[Problem details]
In the part that opens with the line containing "the metal stirring" and runs through the end of the records, swap "large metal pot" for "big cooking pot" and leave everything else the same. Give back only those lines.

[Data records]
■ ■ ■

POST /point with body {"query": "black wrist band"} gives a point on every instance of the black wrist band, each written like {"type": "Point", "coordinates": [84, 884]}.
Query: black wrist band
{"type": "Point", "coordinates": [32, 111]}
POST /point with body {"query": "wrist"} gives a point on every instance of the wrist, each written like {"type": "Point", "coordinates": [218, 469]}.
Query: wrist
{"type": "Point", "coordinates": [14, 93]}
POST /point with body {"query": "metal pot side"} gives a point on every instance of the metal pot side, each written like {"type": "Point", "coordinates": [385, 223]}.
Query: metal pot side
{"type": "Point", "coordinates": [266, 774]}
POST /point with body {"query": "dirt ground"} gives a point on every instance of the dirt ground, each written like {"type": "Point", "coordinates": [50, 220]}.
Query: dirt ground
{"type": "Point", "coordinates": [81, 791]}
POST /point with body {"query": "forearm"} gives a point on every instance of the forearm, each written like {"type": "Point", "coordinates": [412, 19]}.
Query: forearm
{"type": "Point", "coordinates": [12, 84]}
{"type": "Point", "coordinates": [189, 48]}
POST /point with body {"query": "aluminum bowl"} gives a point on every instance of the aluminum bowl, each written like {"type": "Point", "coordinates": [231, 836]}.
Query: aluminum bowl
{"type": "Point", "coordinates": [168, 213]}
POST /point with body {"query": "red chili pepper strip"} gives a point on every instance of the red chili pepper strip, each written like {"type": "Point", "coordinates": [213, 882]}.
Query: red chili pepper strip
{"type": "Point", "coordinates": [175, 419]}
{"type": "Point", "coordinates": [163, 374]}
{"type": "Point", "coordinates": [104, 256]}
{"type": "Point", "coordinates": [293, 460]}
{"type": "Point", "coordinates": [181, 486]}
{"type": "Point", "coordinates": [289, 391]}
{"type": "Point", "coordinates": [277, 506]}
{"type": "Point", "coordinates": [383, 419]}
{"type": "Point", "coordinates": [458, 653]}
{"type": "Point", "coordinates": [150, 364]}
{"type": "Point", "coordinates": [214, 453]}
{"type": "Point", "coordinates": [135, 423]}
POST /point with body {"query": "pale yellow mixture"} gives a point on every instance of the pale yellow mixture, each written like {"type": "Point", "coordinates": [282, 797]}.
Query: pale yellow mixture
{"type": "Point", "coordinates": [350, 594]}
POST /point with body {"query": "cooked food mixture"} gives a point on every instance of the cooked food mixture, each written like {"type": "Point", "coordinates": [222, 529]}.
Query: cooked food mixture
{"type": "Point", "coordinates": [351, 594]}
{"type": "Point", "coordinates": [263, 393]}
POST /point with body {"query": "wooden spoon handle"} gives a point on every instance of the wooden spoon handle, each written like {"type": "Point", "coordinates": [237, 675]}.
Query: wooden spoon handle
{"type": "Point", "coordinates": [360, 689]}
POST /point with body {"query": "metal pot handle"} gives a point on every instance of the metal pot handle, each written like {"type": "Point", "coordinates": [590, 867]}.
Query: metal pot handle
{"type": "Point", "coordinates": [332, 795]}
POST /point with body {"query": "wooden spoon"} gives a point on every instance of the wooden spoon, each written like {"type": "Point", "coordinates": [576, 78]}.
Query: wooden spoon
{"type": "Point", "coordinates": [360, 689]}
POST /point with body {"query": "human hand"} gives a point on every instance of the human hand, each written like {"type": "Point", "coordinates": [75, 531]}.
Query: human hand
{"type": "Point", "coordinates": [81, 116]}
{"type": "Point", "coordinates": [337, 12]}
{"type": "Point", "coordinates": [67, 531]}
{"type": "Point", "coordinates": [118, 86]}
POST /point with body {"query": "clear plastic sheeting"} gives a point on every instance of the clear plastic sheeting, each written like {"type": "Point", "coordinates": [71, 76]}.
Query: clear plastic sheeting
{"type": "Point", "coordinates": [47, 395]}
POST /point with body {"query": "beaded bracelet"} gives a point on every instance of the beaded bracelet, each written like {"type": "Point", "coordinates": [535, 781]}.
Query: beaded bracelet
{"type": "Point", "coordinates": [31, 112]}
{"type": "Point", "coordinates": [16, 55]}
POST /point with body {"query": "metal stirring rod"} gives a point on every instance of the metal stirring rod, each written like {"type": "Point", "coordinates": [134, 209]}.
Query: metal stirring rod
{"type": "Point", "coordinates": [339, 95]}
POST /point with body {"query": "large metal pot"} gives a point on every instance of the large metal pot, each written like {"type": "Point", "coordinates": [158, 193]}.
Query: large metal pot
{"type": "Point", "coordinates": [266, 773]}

■ ■ ■

[Exercise result]
POST /point with body {"query": "metal stirring rod"} gives a point on every instance of the metal stirring rod, each written like {"type": "Point", "coordinates": [134, 209]}.
Query: metal stirring rod
{"type": "Point", "coordinates": [339, 95]}
POST /point with body {"query": "big cooking pot"} gives a point on every instance of the big cooking pot, each written like {"type": "Point", "coordinates": [158, 193]}.
Query: big cooking pot
{"type": "Point", "coordinates": [266, 773]}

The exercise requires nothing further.